«Очень не восхищайтесь, учитесь работать и шлите нам свои стихи», — писал мне, пятнадцатилетнему начинающему поэту, секретарь редакции, высылая в Пятигорск авторский номер журнала (к этому времени наша семья переехала из Москвы в Пятигорск).
Город мой, Пятигорск!
Мой приветливый город
Руки к солнцу простер,
Украшая Кавказ.
И не зря говорят:
Ты и близок и дорог
Тем, кто видел тебя
Хоть один только раз!
Город мой, Пятигорск!
Это в сумраке синем
Неподвижный орел
На заветной скале.
Здесь великий поэт —
Сын великой России —
В смертный час остывал
На горячей земле!
Пятигорск, Пятигорск!
Ставрополье родное!
Золотые дубы на груди Машука,
Строгий профиль Бештау —
Вы повсюду со мною,
Память в сердце о вас
Глубока и крепка!
Как я уже упоминал, в 1927 году Терселькредсоюзом на постоянную работу была приглашена из Москвы группа специалистов-птицеводов. Одним из первых откликнулся на этот призыв мой отец. Думаю, что он оставил Москву не без умысла: лучше было быть подальше от органов, следящих за «бывшими». Мы поселились на окраине Ново-Пятигорска, в небольшом, одноэтажном, сложенном из самана доме № 231 по Февральской улице, в непосредственной близости от ипподрома.
Большой знаток и любитель лошадей, отец брал нас — меня и моих братьев, Михаила и Александра, — по воскресеньям на скачки. В высоких желтых сапогах и в таком же желтом кожаном картузе, он сам походил скорее на заядлого «лошадника», чем на птицевода. Общительный и веселый, не терпящий никакой грубости в обращении, взыскательный к себе и другим, он всегда был окружен единомышленниками и учениками.
— Мне бы и в голову не пришло поехать работать на Терек, да разве устоишь, если Владимир Александрович приглашает?! — признался мне много лет спустя верный друг моего отца, зоотехник-селекционер И. Г. Зайцевский.
Отец целыми днями пропадал на птицефермах, на организованной им первой в СССР инкубаторно-птицеводческой станции, в командировках по Терскому краю. В свободное время он изобретал, писал. Наибольшей известностью у птицеводов пользовались его работы: «Чем хороши и почему доходны белые леггорны», «Предварительное кормление яйценосных кур», «Что такое пекинская утка и какая от нее польза», «Новые пути кооперирования птицеводства», «Разведение уток, гусей, индеек» и другие популярные брошюры. Менее чем за десять лет было опубликовано около тридцати его работ.

#### Набор строк:
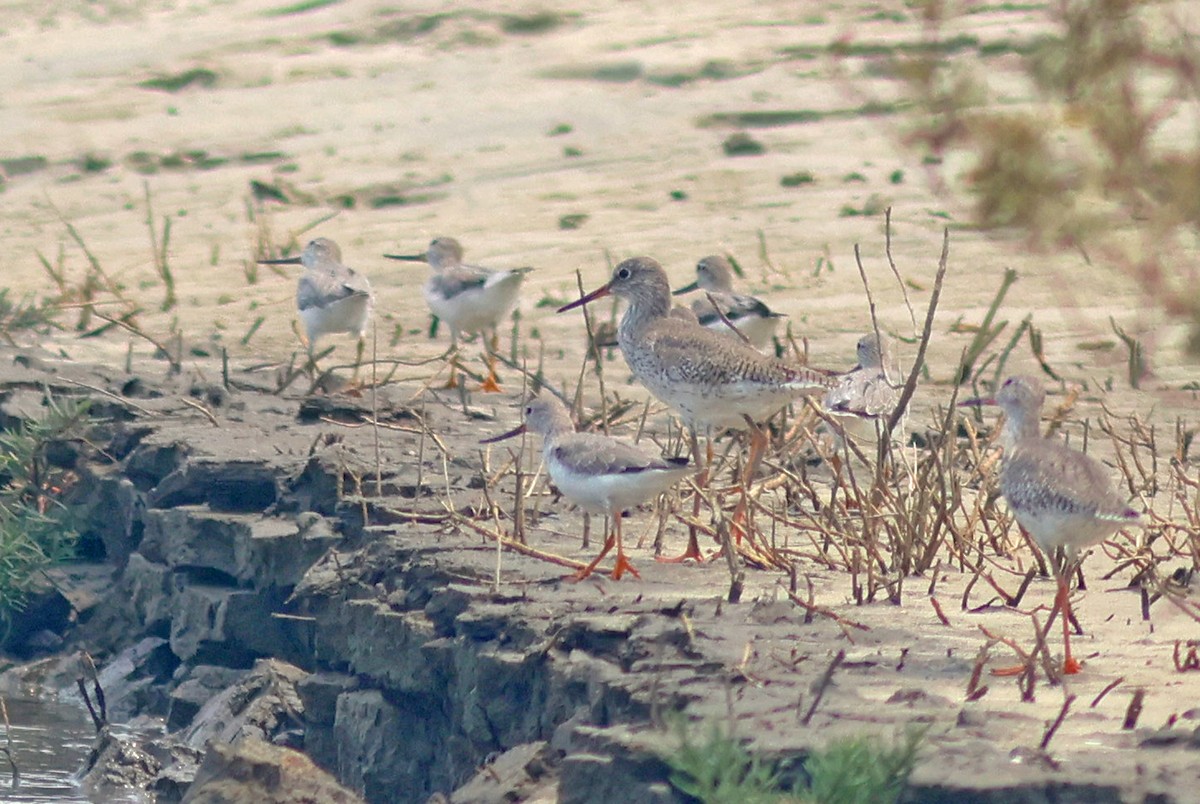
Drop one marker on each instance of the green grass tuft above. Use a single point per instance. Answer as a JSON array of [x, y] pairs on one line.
[[198, 76]]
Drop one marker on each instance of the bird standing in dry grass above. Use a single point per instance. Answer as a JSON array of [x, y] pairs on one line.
[[1062, 497], [713, 381], [468, 298], [330, 297], [597, 472]]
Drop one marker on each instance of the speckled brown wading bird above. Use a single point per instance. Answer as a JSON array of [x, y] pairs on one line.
[[468, 298], [1060, 496], [330, 297], [597, 472], [751, 316], [713, 381]]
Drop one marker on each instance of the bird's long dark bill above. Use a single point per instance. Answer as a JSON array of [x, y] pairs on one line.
[[599, 293], [515, 431]]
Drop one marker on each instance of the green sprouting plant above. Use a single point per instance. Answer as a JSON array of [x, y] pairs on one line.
[[862, 769], [34, 531], [857, 771], [25, 315], [720, 771]]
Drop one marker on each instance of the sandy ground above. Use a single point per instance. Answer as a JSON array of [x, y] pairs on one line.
[[456, 114]]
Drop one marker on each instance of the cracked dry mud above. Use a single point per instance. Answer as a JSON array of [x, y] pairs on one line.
[[456, 118]]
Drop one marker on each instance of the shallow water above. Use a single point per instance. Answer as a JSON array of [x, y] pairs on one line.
[[49, 744]]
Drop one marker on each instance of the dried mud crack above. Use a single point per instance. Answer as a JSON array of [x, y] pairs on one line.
[[259, 589]]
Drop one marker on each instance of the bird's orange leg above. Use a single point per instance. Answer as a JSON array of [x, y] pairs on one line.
[[693, 551], [1069, 665], [622, 564], [741, 523], [587, 570]]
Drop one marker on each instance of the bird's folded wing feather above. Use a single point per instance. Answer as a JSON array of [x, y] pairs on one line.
[[594, 454], [451, 283], [318, 289]]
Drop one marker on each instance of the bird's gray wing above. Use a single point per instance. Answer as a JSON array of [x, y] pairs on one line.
[[322, 289], [595, 454], [450, 283]]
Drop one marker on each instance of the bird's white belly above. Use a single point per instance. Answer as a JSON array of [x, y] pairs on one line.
[[611, 493], [1051, 528], [721, 406], [349, 316], [759, 330]]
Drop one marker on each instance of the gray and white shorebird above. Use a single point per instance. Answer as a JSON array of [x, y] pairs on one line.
[[751, 316], [1062, 497], [331, 298], [864, 396], [597, 472], [712, 381], [468, 298]]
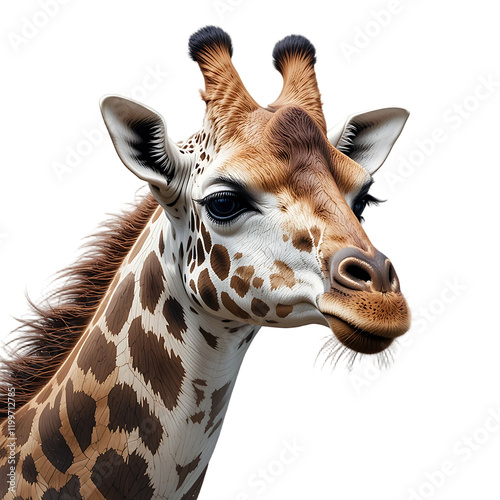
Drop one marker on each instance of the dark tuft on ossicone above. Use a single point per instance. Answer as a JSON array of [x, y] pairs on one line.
[[293, 46], [207, 38]]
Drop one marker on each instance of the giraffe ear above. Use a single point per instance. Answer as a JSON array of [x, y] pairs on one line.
[[140, 139], [367, 138]]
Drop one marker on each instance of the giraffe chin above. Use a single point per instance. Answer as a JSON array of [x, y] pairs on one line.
[[356, 339]]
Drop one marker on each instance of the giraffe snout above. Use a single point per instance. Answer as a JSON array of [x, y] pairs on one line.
[[355, 269]]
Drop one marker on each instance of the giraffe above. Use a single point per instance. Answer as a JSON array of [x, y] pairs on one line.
[[123, 385]]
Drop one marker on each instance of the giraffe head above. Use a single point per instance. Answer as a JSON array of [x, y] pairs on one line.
[[265, 205]]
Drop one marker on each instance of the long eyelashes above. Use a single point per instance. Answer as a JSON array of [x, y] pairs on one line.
[[225, 206]]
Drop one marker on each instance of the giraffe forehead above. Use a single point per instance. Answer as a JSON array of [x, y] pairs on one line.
[[292, 154]]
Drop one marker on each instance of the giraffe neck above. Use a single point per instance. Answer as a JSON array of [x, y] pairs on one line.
[[143, 394]]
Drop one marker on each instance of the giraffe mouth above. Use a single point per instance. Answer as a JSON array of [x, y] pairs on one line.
[[355, 338]]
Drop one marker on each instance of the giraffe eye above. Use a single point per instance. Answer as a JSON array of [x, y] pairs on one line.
[[361, 203], [224, 207]]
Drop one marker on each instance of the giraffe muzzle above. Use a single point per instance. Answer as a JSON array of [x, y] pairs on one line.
[[353, 269]]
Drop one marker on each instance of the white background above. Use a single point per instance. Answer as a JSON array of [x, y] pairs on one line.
[[359, 434]]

#### Письменные задания:
(1) Перечислите все названия работ отца, которые приведены в отрывке о Пятигорске.
(2) Напишите продолжение отрывка о Пятигорске, начиная сразу после его последнего предложения.

#### Ответы к упражнению:
(1)
«Чем хороши и почему доходны белые леггорны»
«Предварительное кормление яйценосных кур»
«Что такое пекинская утка и какая от нее польза»
«Новые пути кооперирования птицеводства»
«Разведение уток, гусей, индеек»

(2)
Много лет спустя в журнале «Птицеводство» (№ 10, 1967 г.) я в числе ветеранов советского птицеводства увидел имя отца.
«В конце двадцатых годов Владимир Александрович переехал в г. Пятигорск, он стал работать в окружном животноводческом кооперативном союзе. Человек, обладавший исключительной творческой энергией, постоянным стремлением принести максимальную пользу, он не жалел времени и сил для внедрения в практику всего нового, прогрессивного, передачи своих знаний и опыта молодым специалистам. Его деятельность оставила заметный след в развитии птицеводства в Ставропольском крае…»
В 1966 году решением исполкома Пятигорского городского Совета депутатов трудящихся мне было присвоено звание «Почетный гражданин города Пятигорска», а в 1981 году — звание «Почетный гражданин города Георгиевска». Эти звания я мысленно делю сегодня со своим отцом.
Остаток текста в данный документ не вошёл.